── Given information

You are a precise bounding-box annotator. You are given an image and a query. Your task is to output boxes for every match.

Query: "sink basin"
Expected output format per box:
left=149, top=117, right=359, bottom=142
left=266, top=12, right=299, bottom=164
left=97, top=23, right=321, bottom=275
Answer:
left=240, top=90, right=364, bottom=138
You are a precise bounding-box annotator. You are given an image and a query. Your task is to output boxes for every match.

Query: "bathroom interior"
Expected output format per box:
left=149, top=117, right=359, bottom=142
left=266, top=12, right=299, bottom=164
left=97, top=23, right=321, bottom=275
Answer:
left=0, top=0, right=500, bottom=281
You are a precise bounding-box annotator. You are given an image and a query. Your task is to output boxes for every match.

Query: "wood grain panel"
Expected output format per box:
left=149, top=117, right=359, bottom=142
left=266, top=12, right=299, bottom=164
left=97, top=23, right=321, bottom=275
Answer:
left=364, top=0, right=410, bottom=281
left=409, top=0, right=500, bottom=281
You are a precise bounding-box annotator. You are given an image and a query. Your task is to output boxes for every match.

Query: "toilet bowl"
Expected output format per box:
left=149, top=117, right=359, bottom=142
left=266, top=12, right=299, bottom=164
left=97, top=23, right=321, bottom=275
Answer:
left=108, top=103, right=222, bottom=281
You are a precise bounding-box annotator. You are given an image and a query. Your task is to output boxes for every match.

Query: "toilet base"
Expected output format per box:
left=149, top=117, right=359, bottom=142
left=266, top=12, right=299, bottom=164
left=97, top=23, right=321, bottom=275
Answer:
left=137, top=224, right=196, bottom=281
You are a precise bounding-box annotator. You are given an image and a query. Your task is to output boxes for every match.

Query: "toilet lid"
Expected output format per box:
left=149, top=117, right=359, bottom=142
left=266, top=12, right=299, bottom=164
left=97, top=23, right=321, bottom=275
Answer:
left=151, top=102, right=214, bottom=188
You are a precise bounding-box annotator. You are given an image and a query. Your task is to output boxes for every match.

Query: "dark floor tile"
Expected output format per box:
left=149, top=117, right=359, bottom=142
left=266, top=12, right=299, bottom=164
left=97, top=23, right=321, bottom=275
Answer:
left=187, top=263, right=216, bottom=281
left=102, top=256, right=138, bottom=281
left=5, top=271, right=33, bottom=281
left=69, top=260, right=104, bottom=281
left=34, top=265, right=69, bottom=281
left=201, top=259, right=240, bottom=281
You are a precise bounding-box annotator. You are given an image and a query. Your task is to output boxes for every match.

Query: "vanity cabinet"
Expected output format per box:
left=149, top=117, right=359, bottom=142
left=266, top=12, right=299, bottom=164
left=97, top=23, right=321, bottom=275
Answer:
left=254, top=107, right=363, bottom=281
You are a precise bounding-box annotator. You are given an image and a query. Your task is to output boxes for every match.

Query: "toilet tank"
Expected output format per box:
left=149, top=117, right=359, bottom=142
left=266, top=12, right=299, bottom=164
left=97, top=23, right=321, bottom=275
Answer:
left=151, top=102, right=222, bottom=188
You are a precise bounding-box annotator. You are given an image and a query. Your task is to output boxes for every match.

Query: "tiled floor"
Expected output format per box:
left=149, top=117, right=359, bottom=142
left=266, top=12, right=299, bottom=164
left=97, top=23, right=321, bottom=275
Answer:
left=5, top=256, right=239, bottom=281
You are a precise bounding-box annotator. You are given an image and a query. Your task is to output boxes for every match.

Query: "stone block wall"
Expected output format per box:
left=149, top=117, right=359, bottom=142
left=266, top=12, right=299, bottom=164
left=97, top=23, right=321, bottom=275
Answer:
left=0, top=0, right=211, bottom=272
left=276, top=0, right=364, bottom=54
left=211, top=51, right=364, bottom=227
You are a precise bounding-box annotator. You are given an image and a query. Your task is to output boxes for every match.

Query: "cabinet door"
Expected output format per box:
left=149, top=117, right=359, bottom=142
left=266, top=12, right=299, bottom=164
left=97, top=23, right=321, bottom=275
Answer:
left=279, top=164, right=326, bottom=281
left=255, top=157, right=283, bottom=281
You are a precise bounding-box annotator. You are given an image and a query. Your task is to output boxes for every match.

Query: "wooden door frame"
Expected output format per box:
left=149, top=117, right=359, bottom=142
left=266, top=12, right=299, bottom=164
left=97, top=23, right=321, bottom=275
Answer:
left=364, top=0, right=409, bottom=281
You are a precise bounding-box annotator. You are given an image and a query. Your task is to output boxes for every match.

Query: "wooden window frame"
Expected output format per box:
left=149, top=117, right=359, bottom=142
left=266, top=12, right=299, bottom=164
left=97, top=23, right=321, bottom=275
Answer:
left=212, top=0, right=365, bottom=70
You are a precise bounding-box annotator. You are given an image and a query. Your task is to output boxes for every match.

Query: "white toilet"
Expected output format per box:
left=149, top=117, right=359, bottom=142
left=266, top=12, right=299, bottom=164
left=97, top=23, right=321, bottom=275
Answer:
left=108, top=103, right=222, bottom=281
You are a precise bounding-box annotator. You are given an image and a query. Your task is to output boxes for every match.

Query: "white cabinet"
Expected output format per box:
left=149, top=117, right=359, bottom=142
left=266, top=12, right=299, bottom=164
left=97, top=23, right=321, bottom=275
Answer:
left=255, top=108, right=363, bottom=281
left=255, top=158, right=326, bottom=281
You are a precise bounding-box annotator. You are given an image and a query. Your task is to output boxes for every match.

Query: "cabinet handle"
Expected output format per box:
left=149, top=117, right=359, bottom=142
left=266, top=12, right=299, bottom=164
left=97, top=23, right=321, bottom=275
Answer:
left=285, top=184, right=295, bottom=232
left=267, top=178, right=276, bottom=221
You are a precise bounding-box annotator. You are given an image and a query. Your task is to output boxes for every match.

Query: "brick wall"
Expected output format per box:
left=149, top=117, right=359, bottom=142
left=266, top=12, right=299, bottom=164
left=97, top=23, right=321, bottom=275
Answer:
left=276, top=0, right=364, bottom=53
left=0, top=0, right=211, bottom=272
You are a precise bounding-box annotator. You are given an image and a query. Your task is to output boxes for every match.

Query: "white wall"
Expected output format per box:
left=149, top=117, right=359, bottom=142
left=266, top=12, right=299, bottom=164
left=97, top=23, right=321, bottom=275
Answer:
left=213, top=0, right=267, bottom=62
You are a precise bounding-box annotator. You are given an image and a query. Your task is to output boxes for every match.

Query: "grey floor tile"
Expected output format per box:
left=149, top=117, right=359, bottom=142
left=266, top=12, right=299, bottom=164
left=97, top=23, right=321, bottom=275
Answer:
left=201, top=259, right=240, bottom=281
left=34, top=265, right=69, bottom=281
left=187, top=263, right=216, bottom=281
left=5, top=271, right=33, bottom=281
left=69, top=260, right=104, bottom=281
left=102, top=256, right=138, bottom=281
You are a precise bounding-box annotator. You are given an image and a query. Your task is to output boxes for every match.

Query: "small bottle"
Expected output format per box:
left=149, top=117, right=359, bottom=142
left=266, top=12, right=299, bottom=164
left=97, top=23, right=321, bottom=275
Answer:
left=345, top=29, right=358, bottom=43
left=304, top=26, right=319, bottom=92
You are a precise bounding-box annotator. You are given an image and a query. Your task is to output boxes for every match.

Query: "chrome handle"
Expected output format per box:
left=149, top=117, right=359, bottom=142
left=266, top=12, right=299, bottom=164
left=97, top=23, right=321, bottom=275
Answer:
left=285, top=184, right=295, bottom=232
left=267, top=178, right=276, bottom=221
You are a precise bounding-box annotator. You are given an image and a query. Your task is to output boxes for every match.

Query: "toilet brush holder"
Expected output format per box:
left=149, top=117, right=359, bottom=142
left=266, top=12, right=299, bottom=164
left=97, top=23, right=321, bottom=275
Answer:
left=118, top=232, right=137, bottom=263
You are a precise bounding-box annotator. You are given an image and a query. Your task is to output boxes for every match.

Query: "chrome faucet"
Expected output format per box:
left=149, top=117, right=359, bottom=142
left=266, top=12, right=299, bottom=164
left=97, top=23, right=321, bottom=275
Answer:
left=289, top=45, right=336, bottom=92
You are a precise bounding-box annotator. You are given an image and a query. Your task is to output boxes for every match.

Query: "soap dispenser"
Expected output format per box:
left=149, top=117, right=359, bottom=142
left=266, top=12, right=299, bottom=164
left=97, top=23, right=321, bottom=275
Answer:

────

● Exercise
Can you reproduce the data from the beginning through the line containing "left=240, top=90, right=364, bottom=138", substituting "bathroom sink" for "sink basin" and keeping everything else the same?

● Solution to this problem
You are a precise bounding-box annotator. You are given an image and a query. Your task is to output boxes for every match.

Query: "bathroom sink"
Expected output format per box:
left=149, top=117, right=359, bottom=142
left=266, top=12, right=299, bottom=164
left=97, top=23, right=321, bottom=275
Answer:
left=240, top=90, right=364, bottom=138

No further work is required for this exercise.